#### WHAT TO PRODUCE
Starting at the line that contains "Expected: one point per instance of the mountain" and ending at the end of the listing, write out every line again, requests included, and shift each coordinate in the answers by adding 139 to it. Leave the pictures out of your answer.

****

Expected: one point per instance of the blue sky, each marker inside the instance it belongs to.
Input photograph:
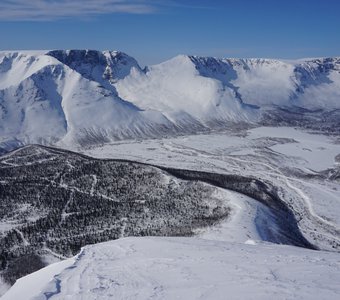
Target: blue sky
(155, 30)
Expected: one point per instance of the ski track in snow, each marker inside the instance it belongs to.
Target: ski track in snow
(192, 268)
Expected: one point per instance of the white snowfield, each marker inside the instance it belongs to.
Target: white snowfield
(226, 261)
(88, 97)
(188, 268)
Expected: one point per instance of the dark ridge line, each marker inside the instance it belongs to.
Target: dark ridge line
(256, 189)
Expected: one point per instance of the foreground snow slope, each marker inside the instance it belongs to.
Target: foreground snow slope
(190, 268)
(90, 97)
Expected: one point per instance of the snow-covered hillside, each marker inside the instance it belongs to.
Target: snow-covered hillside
(185, 268)
(88, 97)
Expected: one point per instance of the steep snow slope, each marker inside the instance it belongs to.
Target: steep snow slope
(86, 96)
(188, 268)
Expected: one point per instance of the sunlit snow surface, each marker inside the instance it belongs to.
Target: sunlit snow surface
(191, 268)
(229, 260)
(287, 157)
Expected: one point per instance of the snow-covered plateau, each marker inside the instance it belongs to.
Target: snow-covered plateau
(230, 167)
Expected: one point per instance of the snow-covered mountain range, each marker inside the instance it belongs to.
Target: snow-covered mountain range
(86, 97)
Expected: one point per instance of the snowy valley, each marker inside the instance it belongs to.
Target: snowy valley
(197, 178)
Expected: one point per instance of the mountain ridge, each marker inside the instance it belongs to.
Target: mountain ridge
(84, 97)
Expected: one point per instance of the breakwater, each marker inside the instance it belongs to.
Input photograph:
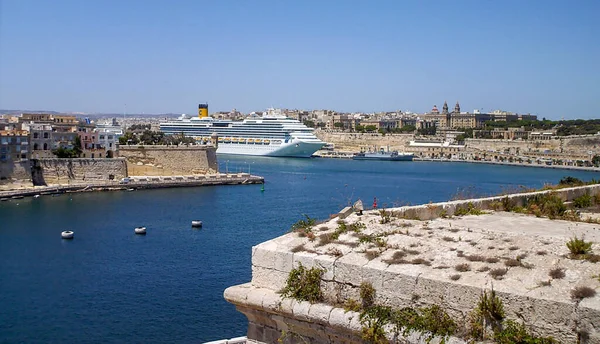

****

#### SOLUTION FOR THIS TASK
Expected: one point per instance of the mountain ridge, each marker inside the instance it belongs to.
Target: mountain ridge
(223, 236)
Expected: one point per instance of the breakwater, each marker inside the instance it belongs to.
Input photograph:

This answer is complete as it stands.